» **PROBLEMS AND TASKS**:
**A)** Answer these questions using the news article on parents and the COVID-19 crisis.
(i) What is the number of the child helpline?
(ii) According to the minister, the curfew was lifted from what time to what time?
(iii) How old was the youngest caller to the helpline to date?
**B)** In the news article on parents and the COVID-19 crisis, transcribe everything from "06 May 2020" down to "Ms Vuniwaqa said.".

» **TEXT**:
____________

NEWS

Parents Need To Step Up For Their Children During This COVID-19 Crisis

“Before asking what non-governmental organisations or governments are doing, the question we should ask ourselves is why we aren’t raising the level of understanding of our children.
06 May 2020 11:51
Parents Need To Step Up For Their Children During This COVID-19 Crisis
Minister for Women, Children and Poverty Alleviation Mereseini Vuniwaqa during a press conference on May 5, 2020. Photo: Ronald Kumar

Minister for Women, Children and Poverty Alleviation,  Mereseini Vuniwaqa, has called on parents to step up.

This follows an alarming increase in calls received on the women and children’s domestic violence helpline services set up during the COVID-19 crisis.

Speaking during a joint press conference with the Fiji Women’s Crisis Centre and Medical Services Pacific yesterday, Ms Vuniwaqa said it was important for parents to understand that helplines were only an intervention while the primary responsibility theirs.

“A lot of the issues we have recorded on our child helpline are children who are away from schools saying that they were missing their friends,” Ms Vuniwaqa said.

“These are the things we as parents should be able to provide, friendship and just a person to talk to,” she said.

“That’s parental responsibility first and foremost.”

She said it was very important to draw on parental responsibilities to do the work.

“When these responsibilities are lacking, we begin to see these issues take their toll.

“Juveniles are getting arrested, these shouldn’t be happening when parents and adults know and understand the rules.

“Before asking what non-governmental organisations or governments are doing, the question we should ask ourselves is why we aren’t raising the level of understanding of our children.

“As adults, this COVID-19 period is a totally new thing to us and we can only imagine the confusion our children would be going through when new things such as this come up.”

She added: “Instead of being thankful for the lifting of curfew from 8pm to 10pm with your buddies drinking grog, spend it with your children, talk about COVID, restrictions that are in place.

“Schools are handing off materials for learning, are we supervising them, are we helping them out.

“Parental responsibility is critical at this critical time.”

Helpline

Medical Services Pacific Country Director Ashna Shaleen revealed that 67 per cent of callers on child helpline 1325 were on child protection issues.

She said callers reporting on physical and sexual violence was close to 54 per cent while emotional abuse reports were on 28 per cent.

She said the youngest caller to date on the helpline was a nine-year-old child.

“Callers are not calling only for child protection issues, children are even reporting on being bored and if schools were going to be open soon,” Ms Shaleen said.

She added counsellors were providing 24 hour services responding to calls received while other queries were directed to the relevant agencies.

____________

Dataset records
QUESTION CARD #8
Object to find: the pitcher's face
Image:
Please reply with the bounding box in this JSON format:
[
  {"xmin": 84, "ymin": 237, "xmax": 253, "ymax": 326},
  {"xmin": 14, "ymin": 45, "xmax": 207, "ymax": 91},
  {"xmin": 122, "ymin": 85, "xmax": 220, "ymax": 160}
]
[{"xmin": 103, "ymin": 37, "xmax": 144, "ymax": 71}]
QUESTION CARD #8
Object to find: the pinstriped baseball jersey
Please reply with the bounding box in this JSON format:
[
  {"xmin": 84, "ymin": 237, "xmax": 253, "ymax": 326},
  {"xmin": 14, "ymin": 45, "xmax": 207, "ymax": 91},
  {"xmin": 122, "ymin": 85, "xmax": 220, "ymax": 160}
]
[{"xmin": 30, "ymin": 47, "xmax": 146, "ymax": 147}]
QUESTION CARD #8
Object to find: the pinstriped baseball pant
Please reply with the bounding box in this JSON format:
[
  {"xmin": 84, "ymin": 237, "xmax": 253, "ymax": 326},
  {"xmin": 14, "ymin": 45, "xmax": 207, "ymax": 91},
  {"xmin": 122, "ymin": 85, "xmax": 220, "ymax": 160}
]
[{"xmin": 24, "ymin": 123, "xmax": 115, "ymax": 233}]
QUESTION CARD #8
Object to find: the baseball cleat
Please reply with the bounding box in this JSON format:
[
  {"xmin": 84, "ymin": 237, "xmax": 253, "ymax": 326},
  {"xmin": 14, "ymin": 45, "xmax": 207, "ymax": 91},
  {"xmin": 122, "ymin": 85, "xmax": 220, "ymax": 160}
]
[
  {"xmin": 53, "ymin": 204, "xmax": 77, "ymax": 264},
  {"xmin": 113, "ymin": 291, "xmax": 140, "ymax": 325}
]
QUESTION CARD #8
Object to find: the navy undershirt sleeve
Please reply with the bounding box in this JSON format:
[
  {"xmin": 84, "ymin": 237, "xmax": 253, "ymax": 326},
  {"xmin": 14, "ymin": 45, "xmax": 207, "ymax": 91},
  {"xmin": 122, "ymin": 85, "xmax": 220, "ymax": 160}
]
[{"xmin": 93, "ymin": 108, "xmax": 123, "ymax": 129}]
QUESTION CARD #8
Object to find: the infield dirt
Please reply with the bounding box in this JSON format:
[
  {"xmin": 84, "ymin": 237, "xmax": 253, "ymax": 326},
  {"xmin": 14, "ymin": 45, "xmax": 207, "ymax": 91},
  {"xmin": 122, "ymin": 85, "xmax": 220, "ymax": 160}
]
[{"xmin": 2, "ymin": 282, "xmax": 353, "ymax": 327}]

____________

» **RESULTS FOR EACH TASK**:
**A)**
(i) 1325
(ii) From 8pm to 10pm
(iii) Nine years old

**B)**
06 May 2020 11:51
Parents Need To Step Up For Their Children During This COVID-19 Crisis
Minister for Women, Children and Poverty Alleviation Mereseini Vuniwaqa during a press conference on May 5, 2020. Photo: Ronald Kumar

Minister for Women, Children and Poverty Alleviation,  Mereseini Vuniwaqa, has called on parents to step up.

This follows an alarming increase in calls received on the women and children’s domestic violence helpline services set up during the COVID-19 crisis.

Speaking during a joint press conference with the Fiji Women’s Crisis Centre and Medical Services Pacific yesterday, Ms Vuniwaqa said it was important for parents to understand that helplines were only an intervention while the primary responsibility theirs.

“A lot of the issues we have recorded on our child helpline are children who are away from schools saying that they were missing their friends,” Ms Vuniwaqa said.